# [Direction 1]
Count the lines in the records that contain the string "instances", treating uppercase and lowercase as different, and give only the number.

# [Document section]
++++++++++++++++++++

Create 2D Array from CSV and obtain Word Count of Specified Column

Question

I have a CSV file that looks like this:

,Location_Code,Location_Desc,Type_Code,Fault_type,Prod_Number,Model,Causer,Auditor,Prio,Capture_Date,Steer,Engine,Country,Current shift number,VIN,Comment,Shift,Year,Fault location C_Code,Fault location C_Desc,Fault type C_Code,Fault type C_Desc,Comment R,Baumuster Sales desc.,Baumuster Technical desc.,T24
0,09122,Engine,42,Poor fit,7117215,W205,Final 3,"Plant 1, WSA",0,2019-04-05,1,83,705,T1220190404T0092,55SWF8DB7KU316971,,A,2019,,,,,,C 300,205 E20 G,
1,09122,Engine,42,Poor fit,7117235,W205,Final 3,"Plant 1, WSA",0,2019-04-05,1,83,705,T1220190404T0122,55SWF8DB2KU316991,,A,2019,,,,,,C 300,205 E20 G,
2,09122,Transmission,42,Poor fit,7117237,W205,Final 3,"Plant 1, WSA",0,2019-04-05,1,83,705,T1220190404T0126,55SWF8DB6KU316993,,A,2019,,,,,,C 300,205 E20 G,

I want to write code that gets the word count of words of a selected column header after tokenizing the words of the selected column (in dictionary style key-value pairs). I also want to keep the word count sorted by value in descending order. eg.

Location_Desc

Engine: 2

Transmission: 1

This is the code I have so far:

            int colNumber;
            for(colNumber=0; colNumber<columns.Length; colNumber++)
            {
                if ( columns[colNumber].Equals(columnHeader))
                {
                    break;
                }
            }

            Debug.WriteLine("Column Number: " + colNumber);
            for(int i=0; i<inputCsv.Length; i++)

++++++++++++++++++++

(Stored data entries)

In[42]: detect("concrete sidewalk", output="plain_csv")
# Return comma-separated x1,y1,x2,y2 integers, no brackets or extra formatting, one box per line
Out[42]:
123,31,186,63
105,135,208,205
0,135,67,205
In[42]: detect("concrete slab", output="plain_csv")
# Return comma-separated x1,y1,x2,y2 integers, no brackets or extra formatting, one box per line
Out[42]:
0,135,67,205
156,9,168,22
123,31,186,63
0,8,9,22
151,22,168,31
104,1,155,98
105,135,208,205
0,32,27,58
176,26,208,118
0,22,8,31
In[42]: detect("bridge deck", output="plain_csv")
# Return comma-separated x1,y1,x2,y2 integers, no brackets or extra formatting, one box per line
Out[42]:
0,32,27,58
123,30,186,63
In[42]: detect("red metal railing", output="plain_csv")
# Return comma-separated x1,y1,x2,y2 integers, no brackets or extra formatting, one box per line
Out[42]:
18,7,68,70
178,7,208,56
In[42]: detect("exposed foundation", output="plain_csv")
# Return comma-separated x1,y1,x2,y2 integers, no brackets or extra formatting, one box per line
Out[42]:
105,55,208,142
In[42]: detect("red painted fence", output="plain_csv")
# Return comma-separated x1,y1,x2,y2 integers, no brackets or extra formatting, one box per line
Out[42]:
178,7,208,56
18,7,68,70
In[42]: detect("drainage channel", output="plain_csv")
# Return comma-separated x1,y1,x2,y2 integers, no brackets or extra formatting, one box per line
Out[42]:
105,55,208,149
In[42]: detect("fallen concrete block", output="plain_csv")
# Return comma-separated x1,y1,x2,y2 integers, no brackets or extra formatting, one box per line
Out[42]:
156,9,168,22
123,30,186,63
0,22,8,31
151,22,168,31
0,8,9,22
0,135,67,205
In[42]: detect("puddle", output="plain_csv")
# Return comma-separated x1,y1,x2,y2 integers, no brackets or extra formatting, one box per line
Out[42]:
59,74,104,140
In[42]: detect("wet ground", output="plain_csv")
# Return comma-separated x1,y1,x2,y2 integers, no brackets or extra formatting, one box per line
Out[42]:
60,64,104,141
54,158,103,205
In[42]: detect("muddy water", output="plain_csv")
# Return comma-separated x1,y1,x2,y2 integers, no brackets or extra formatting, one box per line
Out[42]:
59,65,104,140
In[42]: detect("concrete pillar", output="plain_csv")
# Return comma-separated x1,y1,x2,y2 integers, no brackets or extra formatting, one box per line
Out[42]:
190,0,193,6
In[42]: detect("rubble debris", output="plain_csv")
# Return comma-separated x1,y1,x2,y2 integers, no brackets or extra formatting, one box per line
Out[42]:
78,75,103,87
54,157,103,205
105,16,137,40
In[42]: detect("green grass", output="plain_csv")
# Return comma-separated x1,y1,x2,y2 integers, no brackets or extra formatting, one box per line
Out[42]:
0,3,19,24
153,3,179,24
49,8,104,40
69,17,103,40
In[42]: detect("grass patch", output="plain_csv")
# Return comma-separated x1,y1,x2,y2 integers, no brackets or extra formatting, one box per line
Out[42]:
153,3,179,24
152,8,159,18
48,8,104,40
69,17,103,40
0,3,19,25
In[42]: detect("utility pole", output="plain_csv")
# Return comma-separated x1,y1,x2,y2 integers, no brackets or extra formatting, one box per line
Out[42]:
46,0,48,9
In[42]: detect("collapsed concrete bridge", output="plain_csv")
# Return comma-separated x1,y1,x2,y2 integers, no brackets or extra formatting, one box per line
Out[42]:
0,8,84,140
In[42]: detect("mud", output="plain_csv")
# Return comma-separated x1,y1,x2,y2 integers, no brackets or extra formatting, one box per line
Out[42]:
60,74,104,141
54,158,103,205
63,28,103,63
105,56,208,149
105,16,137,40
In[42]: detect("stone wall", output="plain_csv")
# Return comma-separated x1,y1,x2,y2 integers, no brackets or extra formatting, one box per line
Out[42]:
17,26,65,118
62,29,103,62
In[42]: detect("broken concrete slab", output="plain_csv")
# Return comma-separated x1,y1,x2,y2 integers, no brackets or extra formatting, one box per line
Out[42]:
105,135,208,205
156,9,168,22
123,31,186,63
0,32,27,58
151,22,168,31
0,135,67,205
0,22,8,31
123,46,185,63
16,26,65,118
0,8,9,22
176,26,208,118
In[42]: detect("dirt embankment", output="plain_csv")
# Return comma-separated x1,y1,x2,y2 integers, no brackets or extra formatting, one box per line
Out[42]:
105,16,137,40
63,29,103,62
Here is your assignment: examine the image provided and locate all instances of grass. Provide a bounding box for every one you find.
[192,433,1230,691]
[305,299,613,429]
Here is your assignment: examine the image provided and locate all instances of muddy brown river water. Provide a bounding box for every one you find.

++++++++++++++++++++

# [Direction 2]
In the CSV word-count thread, how does the poster want the word counts sorted?

# [Result 1]
2

# [Result 2]
By value, in descending order.